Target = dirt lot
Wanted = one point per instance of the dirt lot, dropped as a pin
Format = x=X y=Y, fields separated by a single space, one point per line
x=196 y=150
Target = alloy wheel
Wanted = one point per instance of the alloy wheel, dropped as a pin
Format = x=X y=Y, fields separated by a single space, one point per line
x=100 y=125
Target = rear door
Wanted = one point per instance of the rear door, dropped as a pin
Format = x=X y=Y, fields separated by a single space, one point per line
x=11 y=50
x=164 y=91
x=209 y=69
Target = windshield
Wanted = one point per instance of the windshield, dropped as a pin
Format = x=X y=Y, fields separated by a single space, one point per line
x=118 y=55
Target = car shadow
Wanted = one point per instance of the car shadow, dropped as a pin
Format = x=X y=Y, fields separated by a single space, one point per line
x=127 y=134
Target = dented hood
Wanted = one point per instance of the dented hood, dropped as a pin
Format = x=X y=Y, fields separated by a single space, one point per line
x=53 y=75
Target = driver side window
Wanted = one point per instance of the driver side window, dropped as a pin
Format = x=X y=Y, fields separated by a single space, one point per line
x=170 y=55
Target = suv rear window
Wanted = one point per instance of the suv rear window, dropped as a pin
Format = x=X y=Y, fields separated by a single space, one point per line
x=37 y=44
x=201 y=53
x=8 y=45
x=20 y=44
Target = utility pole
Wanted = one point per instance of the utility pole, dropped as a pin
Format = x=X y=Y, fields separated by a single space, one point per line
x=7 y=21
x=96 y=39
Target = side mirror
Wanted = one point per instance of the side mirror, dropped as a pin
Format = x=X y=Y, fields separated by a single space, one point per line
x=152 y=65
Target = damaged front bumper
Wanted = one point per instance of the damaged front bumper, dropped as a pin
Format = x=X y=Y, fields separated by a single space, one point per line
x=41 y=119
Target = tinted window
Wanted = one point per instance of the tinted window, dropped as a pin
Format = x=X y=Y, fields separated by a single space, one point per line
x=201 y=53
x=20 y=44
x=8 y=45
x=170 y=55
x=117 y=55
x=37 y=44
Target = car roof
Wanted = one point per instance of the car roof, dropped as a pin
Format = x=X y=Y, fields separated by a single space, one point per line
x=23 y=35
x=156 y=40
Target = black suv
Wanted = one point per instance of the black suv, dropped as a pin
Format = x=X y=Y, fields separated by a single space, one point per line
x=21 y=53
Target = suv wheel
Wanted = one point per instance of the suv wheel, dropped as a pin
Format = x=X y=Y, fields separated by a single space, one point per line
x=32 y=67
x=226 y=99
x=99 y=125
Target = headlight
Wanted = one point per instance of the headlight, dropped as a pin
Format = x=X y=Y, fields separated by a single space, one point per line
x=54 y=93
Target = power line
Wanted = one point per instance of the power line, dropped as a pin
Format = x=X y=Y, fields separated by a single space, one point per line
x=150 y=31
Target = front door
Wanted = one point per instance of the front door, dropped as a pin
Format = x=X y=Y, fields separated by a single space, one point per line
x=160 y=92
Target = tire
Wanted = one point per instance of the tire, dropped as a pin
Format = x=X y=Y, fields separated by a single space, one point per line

# EXERCISE PROMPT
Return all of the data word for word.

# SOLUTION TO THIS EXERCISE
Target = dirt lot
Wanted = one point per instance of the dirt lot, dropped as a pin
Format = x=X y=Y, fields separated by a single space, one point per line
x=196 y=150
Target = alloy wheel
Wanted = one point per instance of the alloy wheel, dropped as a pin
Format = x=X y=Y, fields separated by a single space, one point per line
x=100 y=125
Target = rear door
Wanted = one point per instance of the rear door, dropped as a pin
Format = x=X y=Y, fields separated by a single space, one point per line
x=11 y=50
x=164 y=91
x=209 y=69
Target = windshield
Wanted = one point per instance of the windshield, dropped as a pin
Format = x=X y=Y, fields separated by a single space, one point per line
x=118 y=55
Target = car shadow
Wanted = one point per instance of the car shadow, dropped as a pin
Format = x=X y=Y, fields separated by a single space, one point per line
x=127 y=134
Target = dented hood
Wanted = one point per instance of the dented hood, dropped as a pin
Format = x=X y=Y, fields separated by a single space, one point per line
x=53 y=75
Target = driver side window
Wanted = one point per instance of the driver side window, dropped as a pin
Format = x=X y=Y, fields separated by a single space, one point per line
x=170 y=55
Target = suv rear window
Wanted = one point per instance of the suv rear window, dropped as a pin
Format = x=X y=Y, fields separated by a single space, one point per line
x=37 y=44
x=201 y=53
x=8 y=45
x=20 y=44
Target = utility pole
Wanted = one point per instance of the utility pole, dropped as a pin
Format = x=X y=Y, fields separated by a single space, one point per line
x=7 y=21
x=96 y=39
Target = side mirror
Wanted = one point per instance of the side mirror, dropped as a pin
Format = x=X y=Y, fields separated by a single space, one point per line
x=152 y=65
Target = damaged front bumper
Wanted = one point per instance of the damaged front bumper, dropped as a pin
Format = x=X y=Y, fields separated by a single space, one point per line
x=41 y=119
Target = tinted window
Wanted = one point per instance of the tinted window, dropped as a pin
Format = x=X y=Y, fields separated by a single space, one point per line
x=201 y=53
x=20 y=44
x=8 y=45
x=170 y=55
x=117 y=55
x=37 y=44
Target = car roof
Wanted = one point per instance of the car roof, dropped as a pin
Format = x=X y=Y, fields separated by a single space, one point per line
x=23 y=35
x=156 y=40
Target = black suv
Wanted = one point per instance of the black suv, dropped as a pin
Format = x=X y=Y, fields separated by a single space, one point per line
x=21 y=53
Target = suv wheel
Wanted = one point per instance of the suv wheel, dropped as a pin
Format = x=X y=Y, fields separated by a single space, one point per line
x=32 y=67
x=226 y=99
x=99 y=125
Target = headlight
Wanted = one point per instance of the headlight, dropped as a pin
Format = x=X y=Y, fields separated by a single space, one point per line
x=54 y=93
Target = power line
Wanted = one point per instance of the power line, dropped as a pin
Format = x=X y=Y, fields separated by a single space, one point per line
x=150 y=31
Target = front door
Wanted = one point per instance of the front door, dropped as a pin
Format = x=X y=Y, fields separated by a single space, one point per line
x=160 y=92
Target = tire
Wanted = one point per instance of the tire, dropped as a pin
Format = x=X y=Y, fields separated by a single space, one point per line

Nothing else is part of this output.